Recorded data
§ §

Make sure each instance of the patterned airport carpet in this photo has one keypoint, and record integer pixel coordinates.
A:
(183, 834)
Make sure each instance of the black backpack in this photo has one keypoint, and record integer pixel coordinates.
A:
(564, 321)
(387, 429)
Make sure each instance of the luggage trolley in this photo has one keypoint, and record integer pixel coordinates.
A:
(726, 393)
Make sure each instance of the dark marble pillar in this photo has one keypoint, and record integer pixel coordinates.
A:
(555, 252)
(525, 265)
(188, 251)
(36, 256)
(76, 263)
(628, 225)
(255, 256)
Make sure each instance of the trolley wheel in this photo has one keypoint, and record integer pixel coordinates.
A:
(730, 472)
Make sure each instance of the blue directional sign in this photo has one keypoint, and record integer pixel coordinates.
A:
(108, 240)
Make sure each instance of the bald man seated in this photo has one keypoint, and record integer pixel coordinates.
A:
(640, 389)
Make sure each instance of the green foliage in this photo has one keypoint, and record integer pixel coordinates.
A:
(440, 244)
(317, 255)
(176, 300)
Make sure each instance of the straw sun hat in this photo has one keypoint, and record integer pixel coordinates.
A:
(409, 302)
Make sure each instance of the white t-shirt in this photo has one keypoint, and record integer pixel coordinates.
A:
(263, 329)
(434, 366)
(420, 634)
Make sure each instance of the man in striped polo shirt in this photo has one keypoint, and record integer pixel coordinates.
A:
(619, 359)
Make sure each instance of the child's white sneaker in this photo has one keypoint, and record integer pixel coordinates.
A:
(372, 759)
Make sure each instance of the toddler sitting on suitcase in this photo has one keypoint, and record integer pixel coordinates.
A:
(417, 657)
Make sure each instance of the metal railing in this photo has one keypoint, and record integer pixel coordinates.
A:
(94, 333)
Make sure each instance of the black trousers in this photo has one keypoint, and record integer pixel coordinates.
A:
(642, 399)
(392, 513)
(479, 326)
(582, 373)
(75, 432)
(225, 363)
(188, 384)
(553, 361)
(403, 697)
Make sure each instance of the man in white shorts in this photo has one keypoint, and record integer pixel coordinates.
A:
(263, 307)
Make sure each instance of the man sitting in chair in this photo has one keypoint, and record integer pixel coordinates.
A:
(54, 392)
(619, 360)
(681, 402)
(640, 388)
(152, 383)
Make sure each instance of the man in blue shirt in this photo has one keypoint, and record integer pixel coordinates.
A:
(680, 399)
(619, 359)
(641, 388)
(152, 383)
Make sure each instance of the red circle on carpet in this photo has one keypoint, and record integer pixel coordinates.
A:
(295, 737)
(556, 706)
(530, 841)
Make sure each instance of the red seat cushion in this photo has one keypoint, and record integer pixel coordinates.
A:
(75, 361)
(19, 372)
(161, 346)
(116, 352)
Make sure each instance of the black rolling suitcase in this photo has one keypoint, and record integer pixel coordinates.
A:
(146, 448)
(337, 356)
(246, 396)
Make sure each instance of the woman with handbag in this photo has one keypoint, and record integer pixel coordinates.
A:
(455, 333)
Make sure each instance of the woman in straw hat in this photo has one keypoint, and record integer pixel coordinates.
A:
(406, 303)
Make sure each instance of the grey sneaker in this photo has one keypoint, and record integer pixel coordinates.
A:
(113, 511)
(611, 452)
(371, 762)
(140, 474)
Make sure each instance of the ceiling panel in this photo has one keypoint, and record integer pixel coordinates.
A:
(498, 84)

§ §

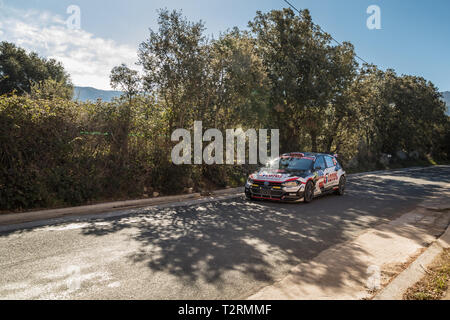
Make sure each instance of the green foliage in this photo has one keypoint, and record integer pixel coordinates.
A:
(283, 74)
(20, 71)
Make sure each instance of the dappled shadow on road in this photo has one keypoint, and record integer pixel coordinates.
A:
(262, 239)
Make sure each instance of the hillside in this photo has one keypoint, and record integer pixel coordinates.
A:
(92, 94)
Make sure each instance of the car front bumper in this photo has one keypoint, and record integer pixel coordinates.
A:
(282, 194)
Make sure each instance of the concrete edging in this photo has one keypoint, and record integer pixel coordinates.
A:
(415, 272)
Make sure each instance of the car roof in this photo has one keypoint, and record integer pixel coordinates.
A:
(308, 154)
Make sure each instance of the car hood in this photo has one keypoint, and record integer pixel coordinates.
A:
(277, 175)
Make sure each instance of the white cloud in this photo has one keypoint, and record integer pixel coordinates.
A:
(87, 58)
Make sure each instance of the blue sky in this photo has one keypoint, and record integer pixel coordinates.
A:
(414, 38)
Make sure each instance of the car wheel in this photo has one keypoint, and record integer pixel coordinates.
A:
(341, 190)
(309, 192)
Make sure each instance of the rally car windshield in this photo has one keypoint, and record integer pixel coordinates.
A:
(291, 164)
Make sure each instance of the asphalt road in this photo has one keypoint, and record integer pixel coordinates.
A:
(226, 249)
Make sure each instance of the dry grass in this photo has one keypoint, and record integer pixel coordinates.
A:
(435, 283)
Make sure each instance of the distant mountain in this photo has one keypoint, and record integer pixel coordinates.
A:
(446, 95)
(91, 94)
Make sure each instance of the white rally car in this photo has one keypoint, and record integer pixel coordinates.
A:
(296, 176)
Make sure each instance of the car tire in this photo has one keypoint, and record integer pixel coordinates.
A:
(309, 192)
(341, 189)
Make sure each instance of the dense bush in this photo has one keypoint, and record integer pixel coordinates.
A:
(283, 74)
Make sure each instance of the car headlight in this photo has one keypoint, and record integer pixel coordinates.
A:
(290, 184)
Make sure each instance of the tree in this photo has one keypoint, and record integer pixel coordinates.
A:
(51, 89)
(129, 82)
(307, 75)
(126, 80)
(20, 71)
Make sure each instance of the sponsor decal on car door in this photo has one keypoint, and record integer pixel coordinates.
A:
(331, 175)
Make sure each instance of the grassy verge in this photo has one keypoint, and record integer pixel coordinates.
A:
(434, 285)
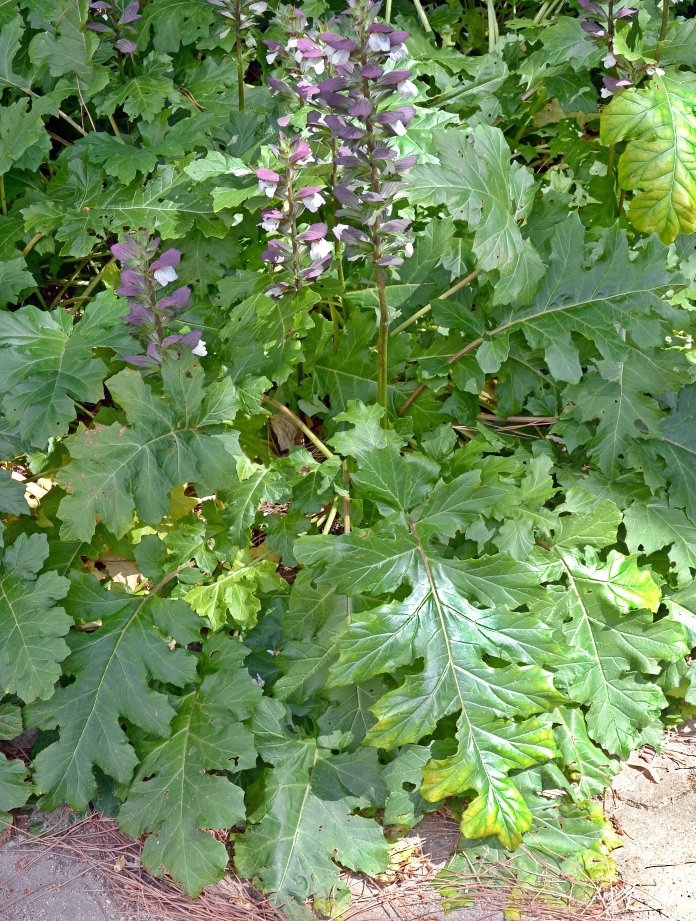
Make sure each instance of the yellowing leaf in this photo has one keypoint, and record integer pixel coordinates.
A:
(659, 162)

§ §

TASK GOAL: Extract each line in the records above that contains the string "blue". Matching is case-sensitive.

OUTPUT BELOW:
Make sure each instance of the blue directional sign in this photo has one keypoint, and record integer pixel coordinates.
Make sure each instance of the man in blue shirt in this photo has one keypoint, and record integer pixel coordinates.
Make sure each instance of the blue sky in this photo has one keypoint, and record integer pixel coordinates.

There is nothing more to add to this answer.